- **Instructions for the task**: Rewrite the entries below with every "Your answer" changed to "Response", leaving all other text as it is.

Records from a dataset
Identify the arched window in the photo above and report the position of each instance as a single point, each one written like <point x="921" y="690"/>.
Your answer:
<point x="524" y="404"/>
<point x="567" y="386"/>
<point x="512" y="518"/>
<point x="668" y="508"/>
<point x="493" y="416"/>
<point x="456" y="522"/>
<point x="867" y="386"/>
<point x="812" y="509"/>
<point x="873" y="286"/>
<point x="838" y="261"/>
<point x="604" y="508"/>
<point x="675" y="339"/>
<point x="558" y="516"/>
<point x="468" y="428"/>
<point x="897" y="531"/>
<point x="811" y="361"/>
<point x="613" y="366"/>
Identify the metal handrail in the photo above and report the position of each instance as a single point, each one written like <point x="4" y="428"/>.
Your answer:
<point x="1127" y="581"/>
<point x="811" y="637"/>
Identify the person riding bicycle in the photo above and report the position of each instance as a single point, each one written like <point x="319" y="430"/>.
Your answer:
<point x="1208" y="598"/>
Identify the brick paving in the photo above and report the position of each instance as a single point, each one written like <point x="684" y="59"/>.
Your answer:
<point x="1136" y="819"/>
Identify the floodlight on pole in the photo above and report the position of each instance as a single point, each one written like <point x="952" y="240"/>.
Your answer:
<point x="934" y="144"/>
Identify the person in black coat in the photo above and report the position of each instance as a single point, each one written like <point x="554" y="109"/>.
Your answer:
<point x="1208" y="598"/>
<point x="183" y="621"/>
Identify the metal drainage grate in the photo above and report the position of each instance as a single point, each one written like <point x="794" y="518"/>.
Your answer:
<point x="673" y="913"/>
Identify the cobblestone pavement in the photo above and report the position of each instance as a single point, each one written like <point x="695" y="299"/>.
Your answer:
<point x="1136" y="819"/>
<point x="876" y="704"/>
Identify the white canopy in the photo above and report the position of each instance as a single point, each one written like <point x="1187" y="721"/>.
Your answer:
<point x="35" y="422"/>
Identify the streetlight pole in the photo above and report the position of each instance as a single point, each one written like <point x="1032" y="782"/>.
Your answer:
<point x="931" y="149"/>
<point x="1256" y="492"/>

- **Result of the task**:
Identify the arched window in the photo above and report the position of each instance as a single point, each one written like <point x="921" y="690"/>.
Response:
<point x="524" y="404"/>
<point x="567" y="386"/>
<point x="512" y="518"/>
<point x="668" y="508"/>
<point x="493" y="416"/>
<point x="456" y="522"/>
<point x="867" y="386"/>
<point x="812" y="509"/>
<point x="873" y="286"/>
<point x="838" y="261"/>
<point x="604" y="508"/>
<point x="675" y="339"/>
<point x="558" y="516"/>
<point x="468" y="428"/>
<point x="897" y="531"/>
<point x="811" y="361"/>
<point x="613" y="366"/>
Identify the metal handrail in the photo above and report the position of each instance as a single point, each one written like <point x="4" y="428"/>.
Response:
<point x="1127" y="581"/>
<point x="811" y="637"/>
Identify the person riding bicycle in the photo above and report the position of each instance as a single point, each one written like <point x="319" y="430"/>.
Response:
<point x="1208" y="598"/>
Identify the brick paving in the photo above and report the position of each instance as a single point, each one written like <point x="684" y="59"/>.
Response:
<point x="1136" y="819"/>
Identify the floodlight on pole in the photo above and report the position of each instance as a single point, each one written like <point x="952" y="240"/>.
Response:
<point x="934" y="144"/>
Identify the person in black coat in the photo above and report the position of each instance as a single point, each one written like <point x="554" y="109"/>.
Response:
<point x="1208" y="598"/>
<point x="183" y="621"/>
Identify the metal drainage grate in the photo above and report the position of each instance as a single point, each one written like <point x="794" y="518"/>.
Response:
<point x="673" y="913"/>
Identify the cobblestone pavement in the photo above and report the position of each instance as a single point, each one written like <point x="695" y="299"/>.
Response:
<point x="1136" y="819"/>
<point x="876" y="704"/>
Identify the white canopy in the photo above and report the position of each instance as a single point, each one written like <point x="1187" y="721"/>.
Response:
<point x="35" y="422"/>
Identify the streetlight pole in the photo above and report the position of each instance as a single point, each one written like <point x="1032" y="782"/>.
Response:
<point x="931" y="149"/>
<point x="1256" y="492"/>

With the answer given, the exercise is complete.